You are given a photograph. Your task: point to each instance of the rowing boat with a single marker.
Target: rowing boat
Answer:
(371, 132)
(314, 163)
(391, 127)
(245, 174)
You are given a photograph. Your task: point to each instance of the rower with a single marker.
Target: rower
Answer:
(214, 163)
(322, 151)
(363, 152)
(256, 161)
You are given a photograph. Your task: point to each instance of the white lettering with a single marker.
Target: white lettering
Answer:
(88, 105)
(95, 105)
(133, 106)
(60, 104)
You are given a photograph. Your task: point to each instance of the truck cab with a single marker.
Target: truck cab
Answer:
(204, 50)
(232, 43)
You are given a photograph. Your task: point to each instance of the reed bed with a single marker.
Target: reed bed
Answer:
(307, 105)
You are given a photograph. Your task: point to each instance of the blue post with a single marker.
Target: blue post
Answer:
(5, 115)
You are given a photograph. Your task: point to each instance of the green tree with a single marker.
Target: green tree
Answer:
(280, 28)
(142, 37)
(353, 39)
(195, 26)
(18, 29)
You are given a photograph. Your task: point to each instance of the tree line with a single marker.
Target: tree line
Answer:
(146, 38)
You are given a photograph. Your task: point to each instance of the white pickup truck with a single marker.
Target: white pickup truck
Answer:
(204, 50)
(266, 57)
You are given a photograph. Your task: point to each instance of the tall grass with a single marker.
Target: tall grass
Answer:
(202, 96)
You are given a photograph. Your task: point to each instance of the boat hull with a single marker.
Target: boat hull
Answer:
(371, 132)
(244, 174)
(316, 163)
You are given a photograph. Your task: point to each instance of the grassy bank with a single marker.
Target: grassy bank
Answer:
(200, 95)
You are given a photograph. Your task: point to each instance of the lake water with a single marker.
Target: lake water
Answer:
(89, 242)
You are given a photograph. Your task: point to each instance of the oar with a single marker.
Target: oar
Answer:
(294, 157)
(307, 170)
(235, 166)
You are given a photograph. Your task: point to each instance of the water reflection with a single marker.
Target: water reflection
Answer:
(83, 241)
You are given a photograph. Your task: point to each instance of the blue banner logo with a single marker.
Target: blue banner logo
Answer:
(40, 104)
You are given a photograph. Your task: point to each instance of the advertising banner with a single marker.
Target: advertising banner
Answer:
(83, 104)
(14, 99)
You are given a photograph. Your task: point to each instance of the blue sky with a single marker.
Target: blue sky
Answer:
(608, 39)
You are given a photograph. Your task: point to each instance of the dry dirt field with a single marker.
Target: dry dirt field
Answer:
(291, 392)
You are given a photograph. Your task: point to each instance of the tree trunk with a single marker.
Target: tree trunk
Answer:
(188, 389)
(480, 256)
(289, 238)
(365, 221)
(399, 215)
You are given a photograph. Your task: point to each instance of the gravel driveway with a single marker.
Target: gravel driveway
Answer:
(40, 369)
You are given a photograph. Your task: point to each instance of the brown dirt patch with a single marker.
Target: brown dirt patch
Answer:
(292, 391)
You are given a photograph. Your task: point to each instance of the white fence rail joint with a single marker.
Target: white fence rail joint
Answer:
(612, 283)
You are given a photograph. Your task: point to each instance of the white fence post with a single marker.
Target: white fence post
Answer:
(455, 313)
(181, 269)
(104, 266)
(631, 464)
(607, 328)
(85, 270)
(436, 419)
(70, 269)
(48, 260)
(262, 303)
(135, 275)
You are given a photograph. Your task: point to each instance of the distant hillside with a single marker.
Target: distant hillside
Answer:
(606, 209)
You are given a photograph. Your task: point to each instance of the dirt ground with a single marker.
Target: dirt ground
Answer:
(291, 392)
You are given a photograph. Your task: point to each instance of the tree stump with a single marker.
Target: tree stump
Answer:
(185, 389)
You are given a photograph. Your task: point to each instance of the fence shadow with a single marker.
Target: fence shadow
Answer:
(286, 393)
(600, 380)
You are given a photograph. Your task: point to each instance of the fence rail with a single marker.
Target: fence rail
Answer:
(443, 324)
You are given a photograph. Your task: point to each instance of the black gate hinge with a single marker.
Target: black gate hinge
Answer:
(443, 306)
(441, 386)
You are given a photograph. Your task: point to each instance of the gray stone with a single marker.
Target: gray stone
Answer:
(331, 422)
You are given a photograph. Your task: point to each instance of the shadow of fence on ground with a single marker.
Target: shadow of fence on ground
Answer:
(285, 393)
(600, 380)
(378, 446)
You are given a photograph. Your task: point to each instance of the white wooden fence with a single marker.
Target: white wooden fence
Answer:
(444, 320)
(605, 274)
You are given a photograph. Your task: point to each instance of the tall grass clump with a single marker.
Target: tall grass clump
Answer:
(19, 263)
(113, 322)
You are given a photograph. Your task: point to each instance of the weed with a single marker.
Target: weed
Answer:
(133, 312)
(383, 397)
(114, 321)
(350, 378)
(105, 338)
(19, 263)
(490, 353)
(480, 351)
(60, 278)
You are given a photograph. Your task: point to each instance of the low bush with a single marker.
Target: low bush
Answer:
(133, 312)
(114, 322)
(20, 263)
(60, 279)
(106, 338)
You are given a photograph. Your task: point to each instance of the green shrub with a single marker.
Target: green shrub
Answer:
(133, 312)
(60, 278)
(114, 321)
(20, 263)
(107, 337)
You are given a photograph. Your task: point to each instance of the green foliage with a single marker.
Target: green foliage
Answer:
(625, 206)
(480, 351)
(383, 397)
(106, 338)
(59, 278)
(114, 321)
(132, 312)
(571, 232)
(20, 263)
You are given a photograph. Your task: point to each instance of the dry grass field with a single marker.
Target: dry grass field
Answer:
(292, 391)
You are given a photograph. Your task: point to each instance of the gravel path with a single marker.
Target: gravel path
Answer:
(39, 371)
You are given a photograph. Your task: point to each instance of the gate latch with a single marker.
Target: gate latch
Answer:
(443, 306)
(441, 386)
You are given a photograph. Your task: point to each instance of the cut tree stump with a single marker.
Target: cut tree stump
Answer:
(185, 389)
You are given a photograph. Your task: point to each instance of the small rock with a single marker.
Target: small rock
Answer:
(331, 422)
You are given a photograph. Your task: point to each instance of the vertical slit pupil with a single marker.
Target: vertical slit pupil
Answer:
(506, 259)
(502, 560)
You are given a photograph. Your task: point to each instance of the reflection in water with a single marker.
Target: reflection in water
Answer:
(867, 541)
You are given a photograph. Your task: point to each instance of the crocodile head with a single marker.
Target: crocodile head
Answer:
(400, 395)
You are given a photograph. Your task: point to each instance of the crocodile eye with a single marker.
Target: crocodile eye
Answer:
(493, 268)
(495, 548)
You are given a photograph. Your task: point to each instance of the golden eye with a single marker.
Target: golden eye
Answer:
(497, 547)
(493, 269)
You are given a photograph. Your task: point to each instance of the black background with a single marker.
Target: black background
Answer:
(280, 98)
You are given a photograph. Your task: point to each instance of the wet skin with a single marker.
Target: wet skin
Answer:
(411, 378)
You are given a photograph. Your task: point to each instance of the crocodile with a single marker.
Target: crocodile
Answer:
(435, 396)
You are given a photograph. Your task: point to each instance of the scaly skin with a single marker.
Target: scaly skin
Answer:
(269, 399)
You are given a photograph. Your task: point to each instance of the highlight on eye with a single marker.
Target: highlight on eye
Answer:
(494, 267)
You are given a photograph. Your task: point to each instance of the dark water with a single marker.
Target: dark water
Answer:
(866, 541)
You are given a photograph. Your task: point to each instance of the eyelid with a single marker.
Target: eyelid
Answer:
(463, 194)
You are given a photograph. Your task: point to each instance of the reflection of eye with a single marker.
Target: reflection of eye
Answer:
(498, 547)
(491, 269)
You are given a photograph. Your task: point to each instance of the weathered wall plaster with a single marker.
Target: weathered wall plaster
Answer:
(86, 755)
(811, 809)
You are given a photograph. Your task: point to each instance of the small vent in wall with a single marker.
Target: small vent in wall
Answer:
◆ ◆ ◆ ◆
Turn every line of the data above into a numbered list, one item per line, leaving out any blank lines.

§ CORRECT RESPONSE
1. You are given a photograph. Your task: point to each instance of the rowing boat with a single marker.
2. Target: rowing boat
3. Answer:
4. (371, 132)
5. (314, 163)
6. (391, 127)
7. (245, 174)
8. You are given a photograph. Your task: point to each instance of the rower with a single marker.
9. Target: rower
10. Answer:
11. (214, 163)
12. (322, 151)
13. (363, 152)
14. (256, 161)
15. You are given a photograph. Your task: point to each instance of the white lettering with a single marker.
16. Target: white lettering
17. Answer:
18. (88, 105)
19. (95, 105)
20. (133, 106)
21. (60, 104)
22. You are given a photograph. Your task: point to each instance of the truck cab with a single marker.
23. Target: truck cab
24. Answer:
25. (204, 50)
26. (232, 43)
27. You are given a photograph. Your task: point to each instance of the reed bed with a single marker.
28. Target: reed bed
29. Answer:
30. (307, 105)
31. You are given a photograph. Your task: point to each instance of the blue post with a single marker.
32. Target: blue post
33. Answer:
34. (5, 115)
35. You are given a photograph. Your task: point to each instance of the green tree with a single marker.
36. Target: green tree
37. Answer:
38. (280, 28)
39. (142, 37)
40. (353, 39)
41. (195, 26)
42. (18, 29)
43. You are given a photograph. Your task: point to each instance of the tree line with a single marker.
44. Target: tree line
45. Answer:
46. (146, 38)
47. You are given a photograph. Your task: point to each instance of the white pickup truck with a single marker.
48. Target: white pickup truck
49. Answer:
50. (204, 50)
51. (266, 57)
52. You are given a photograph. Your task: point to each instance of the tall grass with a single marker.
53. Target: tall grass
54. Answer:
55. (202, 96)
56. You are given a photograph. Your task: point to each instance of the boat hull with a single marker.
57. Target: boat hull
58. Answer:
59. (371, 132)
60. (244, 174)
61. (316, 163)
62. You are given a photograph. Your task: point to each instance of the grassy bank with a single marker.
63. Target: grassy bank
64. Answer:
65. (200, 95)
66. You are given a photograph. Your task: point to each instance of the lake water with a single marker.
67. Target: lake water
68. Answer:
69. (89, 242)
70. You are given a photograph. Your task: point to each instance of the oar with a single marker.
71. Target: oar
72. Answer:
73. (294, 157)
74. (307, 170)
75. (235, 166)
76. You are given a photograph. Your task: point to each instance of the water reflection with a single marker.
77. Target: water reflection
78. Answer:
79. (83, 241)
80. You are given a photograph. Your task: point to each instance of the blue banner logo with a single marker.
81. Target: blue banner logo
82. Answer:
83. (40, 104)
84. You are given a photograph. Your task: point to each instance of the advertising banner with a single marker.
85. Target: advertising banner
86. Answer:
87. (83, 104)
88. (14, 99)
89. You are given a photograph. Your task: point to each instance of the blue sky with a single marker.
90. Target: blue sky
91. Answer:
92. (608, 39)
93. You are given a photograph. Your task: point to each instance of the dry dirt field with a single marker.
94. Target: dry dirt field
95. Answer:
96. (291, 392)
97. You are given a photograph. Your task: point to each instance of the tree trunk with a single marker.
98. Target: tree trunk
99. Answer:
100. (188, 389)
101. (480, 256)
102. (289, 238)
103. (365, 221)
104. (399, 215)
105. You are given a photograph. Your task: point to each instance of the gravel driveway with a single marker.
106. Target: gravel driveway
107. Answer:
108. (40, 369)
109. You are given a photograph. Your task: point to each instance of the brown dirt patch with a single marker.
110. Target: brown dirt patch
111. Answer:
112. (292, 391)
113. You are given a photograph. Your task: point to each instance of the white fence rail joint with a single marker.
114. Target: white fence rail joint
115. Answer:
116. (612, 283)
117. You are given a photograph. Your task: point to each instance of the white fence post with a single marker.
118. Target: white fence post
119. Answer:
120. (455, 313)
121. (181, 269)
122. (104, 266)
123. (631, 464)
124. (607, 328)
125. (85, 270)
126. (436, 419)
127. (70, 269)
128. (48, 260)
129. (262, 303)
130. (135, 275)
131. You are given a photograph. Your task: point to each instance of the distant hillside with a single marker.
132. Target: distant hillside
133. Answer:
134. (606, 209)
135. You are given a photograph. Your task: point to each instance of the dirt ground with a single marker.
136. Target: dirt ground
137. Answer:
138. (291, 392)
139. You are given a photograph. Your task: point to each instance of the tree stump with a single marker.
140. Target: tree stump
141. Answer:
142. (185, 389)
143. You are given a photograph. Your task: point to each instance of the fence shadow with a single marker.
144. Target: fence shadow
145. Answer:
146. (286, 393)
147. (600, 380)
148. You are given a photograph. Your task: point to each instance of the fence rail with a single marker.
149. Target: fence rail
150. Answer:
151. (443, 324)
152. You are given a photograph. Your task: point to each instance of the black gate hinge with a single marker.
153. Target: black gate hinge
154. Answer:
155. (443, 306)
156. (441, 386)
157. You are given a photograph. Your task: point to each instance of the gray stone with a single marker.
158. Target: gray stone
159. Answer:
160. (331, 422)
161. You are given a photograph. Your task: point to each instance of the shadow of fence on ground with a single marker.
162. Target: shadow of fence on ground
163. Answer:
164. (285, 393)
165. (600, 380)
166. (378, 446)
167. You are given a photograph. Your task: point to each instance of the white wooden fence with a single marker.
168. Target: white wooden fence
169. Answer:
170. (444, 320)
171. (605, 274)
172. You are given a photograph. Your task: point to each instance of the tall grass clump with a single marker.
173. Target: tall grass clump
174. Answer:
175. (19, 263)
176. (113, 322)
177. You are given a photograph. Your task: point to each instance of the weed with a single marker.
178. Target: weed
179. Answer:
180. (133, 312)
181. (383, 397)
182. (114, 321)
183. (350, 378)
184. (105, 338)
185. (19, 263)
186. (490, 353)
187. (480, 351)
188. (60, 278)
189. You are given a photograph. Your task: point to each instance of the low bush with a single marker.
190. Target: low bush
191. Answer:
192. (133, 312)
193. (114, 322)
194. (20, 263)
195. (60, 279)
196. (106, 338)
197. You are given a photograph. Your task: point to each instance of the green shrub with a single marker.
198. Target: green shrub
199. Answer:
200. (133, 312)
201. (60, 278)
202. (114, 321)
203. (20, 263)
204. (107, 337)
205. You are given a photograph. Your task: point to each instance of the green foliage with a single marker.
206. Target: green foliage
207. Answer:
208. (625, 206)
209. (480, 351)
210. (383, 397)
211. (106, 338)
212. (59, 278)
213. (114, 321)
214. (132, 312)
215. (571, 232)
216. (20, 263)
217. You are given a photograph. Your task: point to each instance of the dry grass field with a single marker.
218. Target: dry grass field
219. Answer:
220. (292, 391)
221. You are given a photograph. Your task: point to each instance of the gravel path with a single marker.
222. Target: gravel path
223. Answer:
224. (39, 371)
225. You are given a photograph. Your task: point to each instance of the gate latch with a single marker.
226. Target: gate latch
227. Answer:
228. (443, 306)
229. (441, 386)
230. You are given a photograph. Your task: point to each instance of the cut tree stump with a single marker.
231. Target: cut tree stump
232. Answer:
233. (185, 389)
234. You are given a photograph. Your task: point to each instance of the small rock with a single marker.
235. Target: small rock
236. Answer:
237. (331, 422)
238. You are given a photograph. Your task: point to each instance of the vertical slit pupil with a single marker.
239. Target: vertical slit pupil
240. Answer:
241. (506, 259)
242. (502, 560)
243. You are given a photograph. Your task: point to each instance of the reflection in water with a single marker.
244. Target: reflection in water
245. Answer:
246. (867, 541)
247. You are given a photograph. Your task: point to each instance of the crocodile head with a single marker.
248. Target: crocodile head
249. Answer:
250. (400, 395)
251. You are given a photograph. Your task: point to each instance of the crocodile eye with a single marker.
252. Target: crocodile eye
253. Answer:
254. (493, 268)
255. (495, 548)
256. You are given a photograph. Your task: point to each instance of the golden eye with a single marker.
257. Target: golden eye
258. Answer:
259. (497, 547)
260. (493, 269)
261. You are given a photograph. Your task: point to each instance of the black background with a single marker.
262. Target: black background
263. Answer:
264. (280, 98)
265. You are given a photograph. Your task: point to each instance of the wet skin with a single marker.
266. Target: wet skin
267. Answer:
268. (411, 378)
269. You are given a photograph. Your task: point to each instance of the crocodile with a single marker.
270. Target: crocodile
271. Answer:
272. (435, 396)
273. You are given a photograph. Your task: point to each instance of the scaly skin with a single marker.
274. Target: scaly skin
275. Answer:
276. (269, 399)
277. You are given a photograph. Your task: point to each instance of the highlight on eye with a single marker.
278. Target: highlight on eye
279. Answer:
280. (494, 267)
281. You are given a photograph. Your task: point to each instance of the dark water with a single marker.
282. Target: dark water
283. Answer:
284. (866, 541)
285. You are given a photograph. Your task: point to each instance of the eyelid with a single marker.
286. Target: eyelid
287. Answer:
288. (463, 194)
289. You are given a photograph. Your task: point to each instance of the reflection of eye with a single marker.
290. Target: reflection of eye
291. Answer:
292. (498, 547)
293. (491, 269)
294. You are given a photograph. Your task: point to each instance of the weathered wall plaster with a single marker.
295. Target: weathered wall plaster
296. Answer:
297. (86, 755)
298. (811, 809)
299. You are given a photograph. Your task: point to each instance of the small vent in wall with a single marker.
300. Target: small vent in wall
301. Answer:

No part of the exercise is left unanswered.